* PROVIDED TEXT *

# Sitting here sipping a Stagg Bourbon....



## michael69 (Sep 17, 2007)

... and smoking a Partagas Lusitanias...
Just realised, there is a heaven after all, and I'm in it!

Does anyone know of a better Bourbon Whiskey than George Stagg??

(Yesterday, I had some of my Tesseron XO perfection Cognac for New Year, that ain't bad either!)


----------



## Relayer (Nov 9, 2005)

Not familiar with Stagg, but it must be a fine whiskey.

I certainly won't say that I'm having better, but I will enjoy a bit of Maker's Mark bourbon whisky later this evening. I am envious of your Cuban cigar, however.


----------



## Dr. François (Sep 14, 2008)

Stagg is a magnificent bourbon. Most of the options from the Buffalo Trace Antique Collection are equally as distinguished. 
If you are looking for a bourbon on-par with Stagg in terms of quality, I would recommend Pappy Van Winkle 15 year old.
Four Roses Single Barrel is also magnificent.


----------



## michael69 (Sep 17, 2007)

Dr. François said:


> Stagg is a magnificent bourbon. Most of the options from the Buffalo Trace Antique Collection are equally as distinguished.
> If you are looking for a bourbon on-par with Stagg in terms of quality, I would recommend Pappy Van Winkle 15 year old.

* DATA EXTRACT *
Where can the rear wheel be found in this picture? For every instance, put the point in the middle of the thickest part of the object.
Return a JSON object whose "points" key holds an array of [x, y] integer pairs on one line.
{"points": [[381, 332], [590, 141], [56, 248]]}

* WRITTEN REQUEST *
Reproduce the bourbon thread word for word, starting at "# Sitting here" and ending at "and I'm in it!". The listing has no connection to the bourbon thread.

* OUTPUT BELOW *
# Sitting here sipping a Stagg Bourbon....



## michael69 (Sep 17, 2007)

... and smoking a Partagas Lusitanias...
Just realised, there is a heaven after all, and I'm in it!